Andrea – Resides in Summer. Nineteen years old. Black thick hair, medium brown skin, black eyes. Extremely bubbly and friendly to everyone. A human slave who must work in the fields of Summer for the evil fairies. Disagrees with her serious friend, Dahlia, on many things.

Gesu – Resides in Summer, later transported to Winter. Thirty years old. Tall and broad-shouldered, tan skin, shaven face, and dark brown hair. An extraordinary healer that people come to so he can cure them. Silent and brooding, yet also thoughtful and kind.

Tarquin – Resides in Summer. Twenty years old. Tall and thin, brown skin, black hair with scruffy beard. Works on mines between the lands of Summer and Autumn. Impulsive, yet passionate about the right things, such as finding Gesu the healer. Dreams to escape the island of Istagun and sail to the land beyond the sea.

Prima – Resides in Summer. Older than the trees. A small green, fragile fairy who talks fast and curtly. She is a servant of Gesu and loves him very much.

Queen Hazina – Resides in a palace in the center of Istagun. Older than the trees. The evil fairy Queen of Istagun. Giant sparkly rainbow wings. Cruel and demanding. Wants all humans dead so she can replace them with the strong species, the Treelanders, to toil for her instead.

Minor characters: Dahlia and Hollis’ parents and grandparents, mud wall monsters, Treelanders

Point of View

The story is told from Dahlia’s point of view.

Setting

Throughout the story, Dahlia transports to the lands of all four seasons. At the end, every land turns to the season of summer, showing that that was true time of year all along.

_Available data_.
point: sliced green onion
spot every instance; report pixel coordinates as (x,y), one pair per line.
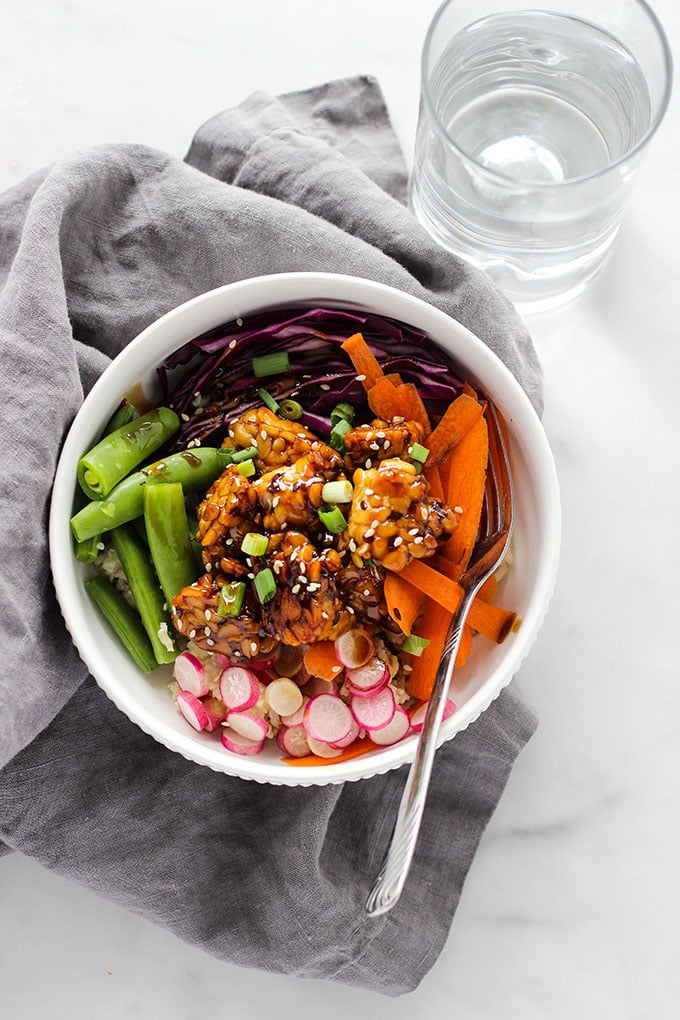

_Aim_. Decide whether each statement agrees with the character notes above. Answer yes or no, and quote the words from the notes that decide it. (a) Gesu is thirty years old. (b) Prima is a servant of Queen Hazina. (c) The story is told from Andrea's point of view.

_Correct result_.
(a) Yes: "Thirty years old."
(b) No: "She is a servant of Gesu and loves him very much."
(c) No: "The story is told from Dahlia’s point of view."